Reading passage

Gin and Tonic Cupcakes 

I mean, what’s not to love about a recipe with the words ‘Gin’ in it? My tipple of choice (though a decision I often regret the day after a session) works wonderfully in these zesty little cupcakes which are perfect for your G&T drinking partner(s) in crime! 


As the saying goes, when life gives you lemons you’d be silly not to put them in a cake or a dosage of Gin…so why not do both? A match made in heaven, these cupcakes are so easy to make, and the slightly sour lemon curd works really well with the subtle lemon sponge and Gin infused buttercream. You can also dress them up as much as you like – I added some beautiful edible flowers which you can make yourself by coating in a sugary egg mixture or by ordering online from various suppliers.

Dataset excerpt
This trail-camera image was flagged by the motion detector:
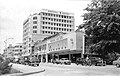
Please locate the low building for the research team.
[34,30,84,62]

What to produce
In the gin and tonic cupcakes recipe, what two ways of getting edible flowers are given?

Response to the exercise
You can make them yourself by coating them in a sugary egg mixture, or order them online from various suppliers.